[Exercise requirements]: In the listing below, find the line containing "Subject = sunglasses" and the line containing "Subject = child spectator". Repeat exactly those two lines and every line between them, nothing more.
Task input Block Start
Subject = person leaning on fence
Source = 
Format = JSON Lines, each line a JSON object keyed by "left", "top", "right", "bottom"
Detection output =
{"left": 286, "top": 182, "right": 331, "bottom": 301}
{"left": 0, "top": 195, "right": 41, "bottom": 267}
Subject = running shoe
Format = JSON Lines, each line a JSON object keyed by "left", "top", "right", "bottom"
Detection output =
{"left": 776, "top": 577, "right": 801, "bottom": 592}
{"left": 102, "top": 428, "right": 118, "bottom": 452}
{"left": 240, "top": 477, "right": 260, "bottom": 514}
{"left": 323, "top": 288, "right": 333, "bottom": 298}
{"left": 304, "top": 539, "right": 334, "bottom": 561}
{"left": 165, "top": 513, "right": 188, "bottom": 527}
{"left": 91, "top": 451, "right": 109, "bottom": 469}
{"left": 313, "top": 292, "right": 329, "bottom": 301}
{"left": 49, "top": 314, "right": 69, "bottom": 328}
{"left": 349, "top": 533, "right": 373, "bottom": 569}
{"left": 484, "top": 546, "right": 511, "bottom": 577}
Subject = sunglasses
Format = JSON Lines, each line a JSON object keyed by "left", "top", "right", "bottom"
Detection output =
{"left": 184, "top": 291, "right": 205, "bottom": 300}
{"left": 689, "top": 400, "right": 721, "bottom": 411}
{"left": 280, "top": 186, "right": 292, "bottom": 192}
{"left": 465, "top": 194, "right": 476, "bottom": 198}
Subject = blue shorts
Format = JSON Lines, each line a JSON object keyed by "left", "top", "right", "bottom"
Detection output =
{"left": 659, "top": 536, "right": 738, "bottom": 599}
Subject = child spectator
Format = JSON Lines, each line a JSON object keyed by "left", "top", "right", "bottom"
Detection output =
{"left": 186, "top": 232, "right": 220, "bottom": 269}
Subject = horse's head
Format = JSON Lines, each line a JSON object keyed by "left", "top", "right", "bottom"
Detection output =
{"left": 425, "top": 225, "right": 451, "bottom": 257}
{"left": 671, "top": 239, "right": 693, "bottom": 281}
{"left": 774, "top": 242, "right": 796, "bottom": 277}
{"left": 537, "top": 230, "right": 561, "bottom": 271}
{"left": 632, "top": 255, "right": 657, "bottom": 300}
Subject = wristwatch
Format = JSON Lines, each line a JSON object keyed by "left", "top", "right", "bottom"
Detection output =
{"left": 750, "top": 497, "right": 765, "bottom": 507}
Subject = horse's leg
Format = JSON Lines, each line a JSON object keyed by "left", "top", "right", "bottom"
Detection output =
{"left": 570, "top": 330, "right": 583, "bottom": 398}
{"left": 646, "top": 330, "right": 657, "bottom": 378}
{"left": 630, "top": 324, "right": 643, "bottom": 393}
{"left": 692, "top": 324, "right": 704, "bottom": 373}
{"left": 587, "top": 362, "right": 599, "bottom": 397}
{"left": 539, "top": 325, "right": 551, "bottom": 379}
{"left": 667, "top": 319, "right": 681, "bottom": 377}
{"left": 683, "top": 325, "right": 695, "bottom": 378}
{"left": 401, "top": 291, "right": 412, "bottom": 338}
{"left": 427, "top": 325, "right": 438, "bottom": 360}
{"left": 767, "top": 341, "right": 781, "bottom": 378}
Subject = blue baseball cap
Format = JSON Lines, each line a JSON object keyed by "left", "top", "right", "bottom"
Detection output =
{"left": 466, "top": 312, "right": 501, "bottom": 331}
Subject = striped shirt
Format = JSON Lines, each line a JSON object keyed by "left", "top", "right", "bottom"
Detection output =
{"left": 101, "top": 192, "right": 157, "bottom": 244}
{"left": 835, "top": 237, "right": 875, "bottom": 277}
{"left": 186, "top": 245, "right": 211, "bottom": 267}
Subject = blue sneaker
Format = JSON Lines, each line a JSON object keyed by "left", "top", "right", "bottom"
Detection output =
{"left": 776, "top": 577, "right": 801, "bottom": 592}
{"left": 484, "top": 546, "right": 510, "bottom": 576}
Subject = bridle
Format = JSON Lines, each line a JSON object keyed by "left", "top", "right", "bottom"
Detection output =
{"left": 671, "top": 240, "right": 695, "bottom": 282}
Task input Block End
[Task answer]:
Subject = sunglasses
Format = JSON Lines, each line a JSON object keyed by "left", "top", "right", "bottom"
Detection output =
{"left": 184, "top": 291, "right": 205, "bottom": 300}
{"left": 689, "top": 400, "right": 721, "bottom": 411}
{"left": 280, "top": 186, "right": 292, "bottom": 192}
{"left": 465, "top": 194, "right": 476, "bottom": 198}
Subject = blue shorts
Format = JSON Lines, each line a JSON object keyed by "left", "top", "right", "bottom"
Detection output =
{"left": 659, "top": 536, "right": 738, "bottom": 599}
Subject = child spectator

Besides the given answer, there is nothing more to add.